§ **PAGE**:
^^^^^^^^^^^^^^^^

Les événements survenus à Saint-Denis ont marqué des clivages qui, pour ne se recouper complètement ni dans les personnes ni dans les motifs qui les firent naître, présentent des similitudes remarquables. 

Lors des manifestations devant la basilique pour exiger que cesse l'occupation de celle-ci par des immigrés clandestins réunis en un «collectif des sans papiers» nous avons entendu certaines critiques : aller manifester cela ne se faisait pas, exposait ceux qui le feraient à se faire ficher et même servait peut-être en sous-main des intérêts qui n'étaient pas les nôtres. pire, ce ne serait pas de la vraie politique (la vraie était faite dans quelques salons ou universités d'été) ! 

Lors de l'attentat pâtissier contre le père Berger - entartage qui n'est toujours pas revendiqué à ce jour - on entendit dire que cela desservait la cause royaliste, que de telles pitreries, au choix, n'avaient aucun sens ou en avaient un trop clair.

^^^^^^^^^^^^^^^^

Extraits de données de régions étiquetées
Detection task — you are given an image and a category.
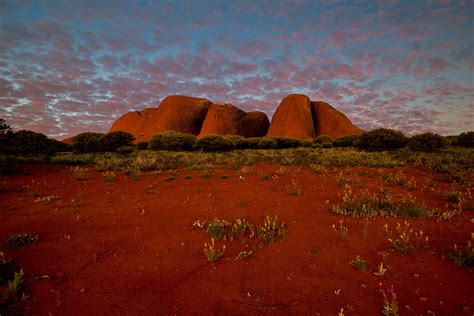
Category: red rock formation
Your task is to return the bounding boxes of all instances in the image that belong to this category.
[242,111,270,137]
[268,94,316,138]
[144,95,212,138]
[109,108,158,142]
[198,104,246,137]
[311,101,364,137]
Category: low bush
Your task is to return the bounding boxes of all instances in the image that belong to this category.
[271,136,301,149]
[148,131,196,151]
[408,133,447,152]
[258,137,278,149]
[72,132,104,153]
[194,134,235,151]
[313,135,334,144]
[333,135,359,147]
[99,131,134,152]
[355,128,407,151]
[116,146,135,155]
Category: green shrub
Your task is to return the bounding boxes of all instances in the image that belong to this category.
[355,128,407,151]
[117,146,135,155]
[148,131,196,151]
[72,132,104,153]
[194,134,235,151]
[224,135,248,149]
[242,137,262,149]
[272,136,301,149]
[408,133,447,152]
[313,135,334,144]
[333,135,359,147]
[136,140,148,150]
[98,131,134,152]
[258,137,278,149]
[0,154,15,176]
[457,132,474,147]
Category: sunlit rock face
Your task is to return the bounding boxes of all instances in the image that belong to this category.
[110,94,363,142]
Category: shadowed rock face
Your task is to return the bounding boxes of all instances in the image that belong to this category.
[109,108,158,141]
[268,94,363,138]
[311,101,364,137]
[199,104,246,137]
[268,94,316,138]
[144,96,212,138]
[110,94,363,142]
[242,111,270,137]
[109,96,269,142]
[199,104,270,137]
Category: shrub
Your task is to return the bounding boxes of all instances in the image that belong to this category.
[72,132,104,153]
[313,135,334,144]
[136,141,148,150]
[333,135,359,147]
[225,135,248,149]
[243,137,262,149]
[98,131,134,152]
[355,128,407,151]
[148,131,196,151]
[5,233,38,249]
[194,134,235,151]
[117,146,135,155]
[408,133,447,152]
[457,132,474,147]
[272,136,301,149]
[258,137,278,149]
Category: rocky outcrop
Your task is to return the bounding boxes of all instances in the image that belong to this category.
[144,95,212,138]
[268,94,316,138]
[109,108,158,142]
[199,104,246,137]
[109,94,363,142]
[311,101,364,137]
[242,111,270,137]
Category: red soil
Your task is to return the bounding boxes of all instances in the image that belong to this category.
[0,165,474,315]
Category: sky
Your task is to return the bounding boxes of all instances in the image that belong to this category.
[0,0,474,139]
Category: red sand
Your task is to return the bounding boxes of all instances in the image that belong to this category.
[0,165,474,315]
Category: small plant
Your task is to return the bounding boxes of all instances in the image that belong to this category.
[7,269,25,295]
[380,283,398,316]
[351,256,366,271]
[405,177,416,191]
[204,238,225,262]
[102,171,117,184]
[70,166,90,181]
[0,251,15,284]
[336,171,347,186]
[230,218,255,240]
[309,163,327,176]
[35,195,58,204]
[207,218,231,240]
[288,179,301,195]
[5,233,39,249]
[257,215,287,244]
[448,233,474,268]
[362,218,370,240]
[332,219,349,241]
[235,250,252,260]
[374,262,387,276]
[388,221,413,256]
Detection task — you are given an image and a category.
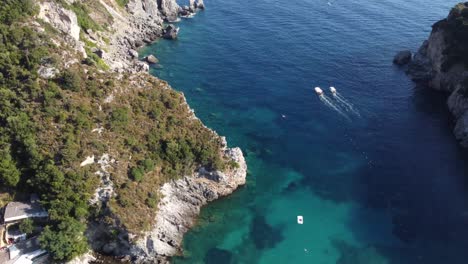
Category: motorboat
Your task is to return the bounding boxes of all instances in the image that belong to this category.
[315,87,323,95]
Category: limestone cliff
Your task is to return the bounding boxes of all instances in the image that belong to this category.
[31,0,247,263]
[400,3,468,147]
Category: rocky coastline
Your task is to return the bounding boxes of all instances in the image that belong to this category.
[38,0,247,264]
[394,2,468,148]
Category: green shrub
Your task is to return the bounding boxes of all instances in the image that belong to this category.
[116,0,129,7]
[141,159,154,172]
[19,218,34,235]
[58,70,81,92]
[130,167,145,182]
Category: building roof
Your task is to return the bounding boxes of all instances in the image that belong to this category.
[3,196,48,222]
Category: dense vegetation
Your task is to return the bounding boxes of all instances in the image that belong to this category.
[0,0,225,261]
[440,3,468,71]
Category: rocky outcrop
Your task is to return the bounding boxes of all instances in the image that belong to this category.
[145,55,159,64]
[38,1,86,57]
[157,0,180,22]
[400,2,468,147]
[39,0,247,263]
[134,148,247,263]
[163,25,179,39]
[393,50,413,66]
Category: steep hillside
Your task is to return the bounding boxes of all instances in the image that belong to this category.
[400,3,468,147]
[0,0,246,262]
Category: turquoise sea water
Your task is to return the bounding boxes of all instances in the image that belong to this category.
[143,0,468,264]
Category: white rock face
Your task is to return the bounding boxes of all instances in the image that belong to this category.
[38,2,80,41]
[135,148,247,258]
[157,0,180,21]
[37,66,60,79]
[80,155,94,167]
[67,252,96,264]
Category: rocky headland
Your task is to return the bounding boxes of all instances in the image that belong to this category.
[26,0,247,263]
[394,2,468,147]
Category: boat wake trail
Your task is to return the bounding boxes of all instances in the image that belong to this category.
[319,94,350,120]
[333,92,361,117]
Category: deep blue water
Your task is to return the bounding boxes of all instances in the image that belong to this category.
[140,0,468,264]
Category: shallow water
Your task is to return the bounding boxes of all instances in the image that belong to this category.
[143,0,468,264]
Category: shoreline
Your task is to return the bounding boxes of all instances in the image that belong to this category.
[99,1,247,263]
[35,0,247,264]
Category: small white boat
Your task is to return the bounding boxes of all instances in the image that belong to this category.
[315,87,323,95]
[297,215,304,225]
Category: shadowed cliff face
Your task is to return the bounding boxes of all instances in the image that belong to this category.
[407,3,468,147]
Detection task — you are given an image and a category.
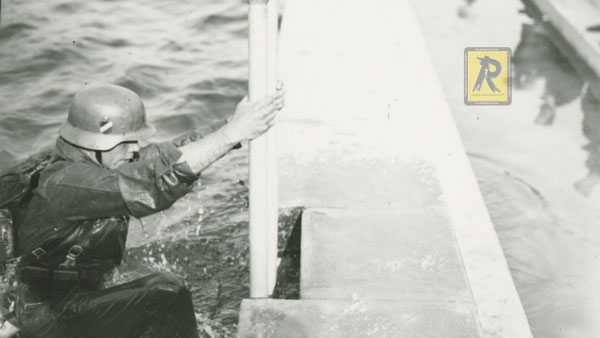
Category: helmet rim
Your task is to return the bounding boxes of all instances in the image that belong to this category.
[59,121,156,151]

^^^^^^^^^^^^^^^^

Reprenez le passage du texte sur les événements de Saint-Denis qui s'ouvre sur « Lors de l'attentat » et s'achève sur « un trop clair. », en changeant « pitreries » en « facéties ».

§ **RÉPONSE**:
Lors de l'attentat pâtissier contre le père Berger - entartage qui n'est toujours pas revendiqué à ce jour - on entendit dire que cela desservait la cause royaliste, que de telles facéties, au choix, n'avaient aucun sens ou en avaient un trop clair.